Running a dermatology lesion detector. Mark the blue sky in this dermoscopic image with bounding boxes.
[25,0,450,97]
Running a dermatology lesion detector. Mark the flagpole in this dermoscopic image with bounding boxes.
--------------------------------------------------
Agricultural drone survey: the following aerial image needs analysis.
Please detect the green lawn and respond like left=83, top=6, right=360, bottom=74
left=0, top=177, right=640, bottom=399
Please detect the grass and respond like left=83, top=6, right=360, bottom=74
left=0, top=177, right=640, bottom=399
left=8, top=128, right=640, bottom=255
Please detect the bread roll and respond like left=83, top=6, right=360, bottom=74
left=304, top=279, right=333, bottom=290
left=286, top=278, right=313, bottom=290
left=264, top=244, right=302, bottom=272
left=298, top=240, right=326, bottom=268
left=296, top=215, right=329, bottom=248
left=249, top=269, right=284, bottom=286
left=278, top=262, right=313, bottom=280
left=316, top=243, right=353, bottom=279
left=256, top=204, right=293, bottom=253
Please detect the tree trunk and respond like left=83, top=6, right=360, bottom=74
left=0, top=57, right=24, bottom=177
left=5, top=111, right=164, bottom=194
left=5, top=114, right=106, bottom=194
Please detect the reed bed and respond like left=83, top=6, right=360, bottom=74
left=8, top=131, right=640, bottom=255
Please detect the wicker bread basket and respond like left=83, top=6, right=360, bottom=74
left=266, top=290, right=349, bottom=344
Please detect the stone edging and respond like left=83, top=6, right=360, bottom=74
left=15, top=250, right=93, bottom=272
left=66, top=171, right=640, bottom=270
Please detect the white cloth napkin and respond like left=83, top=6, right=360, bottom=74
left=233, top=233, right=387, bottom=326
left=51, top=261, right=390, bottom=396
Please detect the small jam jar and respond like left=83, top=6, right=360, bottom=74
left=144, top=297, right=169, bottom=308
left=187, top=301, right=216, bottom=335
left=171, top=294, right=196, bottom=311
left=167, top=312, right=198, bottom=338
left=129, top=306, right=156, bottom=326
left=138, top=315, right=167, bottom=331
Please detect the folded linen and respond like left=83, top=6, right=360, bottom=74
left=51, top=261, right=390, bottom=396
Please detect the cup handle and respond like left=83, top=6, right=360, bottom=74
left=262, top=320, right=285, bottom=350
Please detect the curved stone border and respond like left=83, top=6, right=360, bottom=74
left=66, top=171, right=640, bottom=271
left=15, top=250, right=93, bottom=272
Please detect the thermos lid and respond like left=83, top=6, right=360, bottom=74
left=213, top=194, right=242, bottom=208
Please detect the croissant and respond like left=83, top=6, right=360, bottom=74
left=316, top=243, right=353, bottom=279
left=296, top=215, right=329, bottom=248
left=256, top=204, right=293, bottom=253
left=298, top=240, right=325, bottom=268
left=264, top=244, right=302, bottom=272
--------------------------------------------------
■ **Brief**
Render the lines of the records as a numbered list, omitting blank lines. Begin at the line that contains "Please detect the grass" and stop after the line that contains "left=8, top=128, right=640, bottom=255".

■ **Complete answer**
1. Please detect the grass and respond like left=83, top=6, right=360, bottom=74
2. left=0, top=177, right=640, bottom=399
3. left=8, top=128, right=640, bottom=255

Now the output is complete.